Try it >>
Select the lines of the records containing the word "hand" and list them.

Provided information >>

★ ★ ★ ★ ★ ★ ★

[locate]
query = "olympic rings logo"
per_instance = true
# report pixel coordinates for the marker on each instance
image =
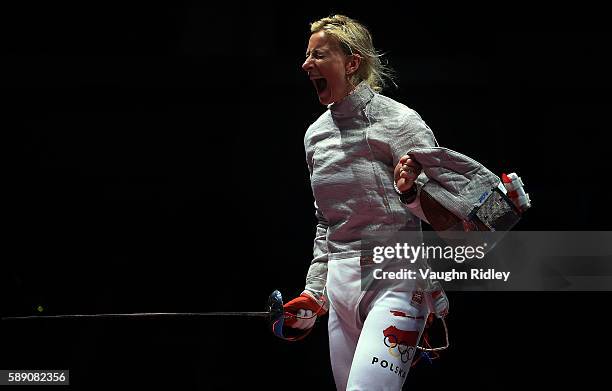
(404, 352)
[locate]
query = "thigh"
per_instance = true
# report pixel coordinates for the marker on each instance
(342, 344)
(387, 343)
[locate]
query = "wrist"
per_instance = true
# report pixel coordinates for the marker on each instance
(408, 196)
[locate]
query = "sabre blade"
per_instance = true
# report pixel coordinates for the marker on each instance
(141, 315)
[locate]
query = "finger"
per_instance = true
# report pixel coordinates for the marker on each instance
(408, 175)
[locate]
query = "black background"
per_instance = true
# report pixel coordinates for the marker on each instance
(156, 164)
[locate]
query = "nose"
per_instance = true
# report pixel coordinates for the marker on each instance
(307, 65)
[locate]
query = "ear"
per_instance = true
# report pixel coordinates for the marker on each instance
(352, 64)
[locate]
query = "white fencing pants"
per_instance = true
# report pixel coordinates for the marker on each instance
(372, 334)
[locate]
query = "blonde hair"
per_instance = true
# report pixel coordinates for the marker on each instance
(354, 38)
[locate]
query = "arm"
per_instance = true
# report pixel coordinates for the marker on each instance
(407, 173)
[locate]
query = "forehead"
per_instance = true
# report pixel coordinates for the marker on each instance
(320, 40)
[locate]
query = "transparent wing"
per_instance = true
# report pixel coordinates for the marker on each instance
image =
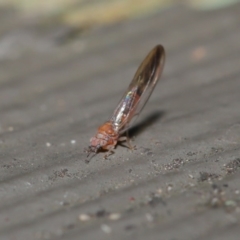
(139, 90)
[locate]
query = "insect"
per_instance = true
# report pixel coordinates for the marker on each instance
(131, 104)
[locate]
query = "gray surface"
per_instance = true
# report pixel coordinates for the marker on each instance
(181, 183)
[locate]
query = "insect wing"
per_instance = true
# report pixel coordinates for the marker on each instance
(139, 90)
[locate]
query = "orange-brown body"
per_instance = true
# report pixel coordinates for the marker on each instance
(131, 104)
(106, 138)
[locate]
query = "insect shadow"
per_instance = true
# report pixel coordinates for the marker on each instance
(147, 122)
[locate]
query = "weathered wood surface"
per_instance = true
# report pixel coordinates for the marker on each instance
(182, 181)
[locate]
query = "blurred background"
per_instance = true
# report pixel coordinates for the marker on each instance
(64, 64)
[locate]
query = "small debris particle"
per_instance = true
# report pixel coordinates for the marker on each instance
(191, 176)
(130, 227)
(131, 199)
(105, 228)
(159, 191)
(205, 176)
(101, 213)
(114, 216)
(10, 129)
(233, 166)
(84, 217)
(175, 164)
(190, 154)
(169, 187)
(149, 217)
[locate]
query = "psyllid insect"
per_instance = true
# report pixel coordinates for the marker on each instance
(131, 104)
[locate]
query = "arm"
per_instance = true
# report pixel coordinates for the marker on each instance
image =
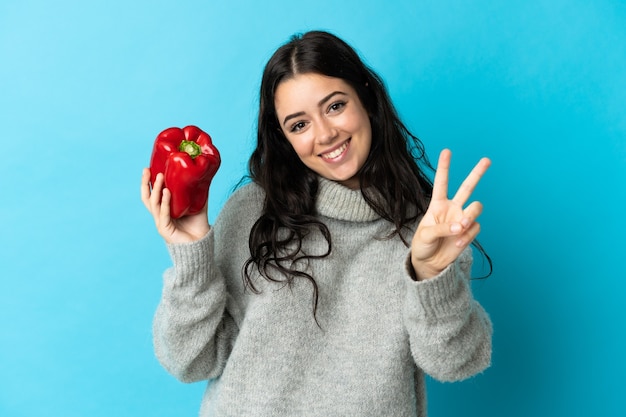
(449, 332)
(193, 331)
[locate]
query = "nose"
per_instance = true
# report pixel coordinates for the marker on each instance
(325, 132)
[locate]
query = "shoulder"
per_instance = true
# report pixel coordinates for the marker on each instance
(245, 204)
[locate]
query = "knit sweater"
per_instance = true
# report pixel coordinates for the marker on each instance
(378, 331)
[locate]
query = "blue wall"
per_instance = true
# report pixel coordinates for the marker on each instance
(85, 86)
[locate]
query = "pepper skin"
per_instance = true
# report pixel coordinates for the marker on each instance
(189, 160)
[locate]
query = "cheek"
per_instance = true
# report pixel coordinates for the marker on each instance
(301, 146)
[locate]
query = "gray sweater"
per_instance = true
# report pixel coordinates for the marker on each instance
(264, 355)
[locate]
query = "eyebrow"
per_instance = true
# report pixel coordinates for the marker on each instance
(322, 101)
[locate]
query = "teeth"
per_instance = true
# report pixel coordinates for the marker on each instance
(336, 152)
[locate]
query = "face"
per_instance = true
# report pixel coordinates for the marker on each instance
(325, 122)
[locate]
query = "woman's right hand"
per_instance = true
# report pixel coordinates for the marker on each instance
(157, 200)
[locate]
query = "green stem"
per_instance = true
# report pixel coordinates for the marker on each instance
(191, 147)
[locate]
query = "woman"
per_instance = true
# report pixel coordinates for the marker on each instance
(334, 280)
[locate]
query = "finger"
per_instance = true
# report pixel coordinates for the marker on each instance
(469, 184)
(145, 188)
(469, 236)
(164, 214)
(471, 213)
(430, 234)
(440, 184)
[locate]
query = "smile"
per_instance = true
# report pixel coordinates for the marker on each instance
(337, 152)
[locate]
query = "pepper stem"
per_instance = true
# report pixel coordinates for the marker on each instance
(191, 147)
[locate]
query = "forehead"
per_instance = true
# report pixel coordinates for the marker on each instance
(307, 89)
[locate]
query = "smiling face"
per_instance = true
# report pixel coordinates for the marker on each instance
(325, 122)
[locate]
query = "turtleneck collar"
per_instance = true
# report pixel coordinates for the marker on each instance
(342, 203)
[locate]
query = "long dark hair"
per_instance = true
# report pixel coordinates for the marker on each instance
(392, 179)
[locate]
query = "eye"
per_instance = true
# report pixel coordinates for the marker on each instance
(296, 127)
(336, 106)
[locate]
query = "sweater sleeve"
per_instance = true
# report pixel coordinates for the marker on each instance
(192, 330)
(450, 333)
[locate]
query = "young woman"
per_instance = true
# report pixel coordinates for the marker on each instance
(335, 279)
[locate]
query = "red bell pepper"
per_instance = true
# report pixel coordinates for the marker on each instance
(188, 160)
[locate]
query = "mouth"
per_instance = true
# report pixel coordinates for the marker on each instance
(337, 152)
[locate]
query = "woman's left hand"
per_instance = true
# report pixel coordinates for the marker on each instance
(447, 228)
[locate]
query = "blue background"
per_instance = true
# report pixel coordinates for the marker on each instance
(539, 86)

★ ★ ★ ★ ★ ★ ★

Task answer >>
query = "woman's right hand"
query = "woman's left hand"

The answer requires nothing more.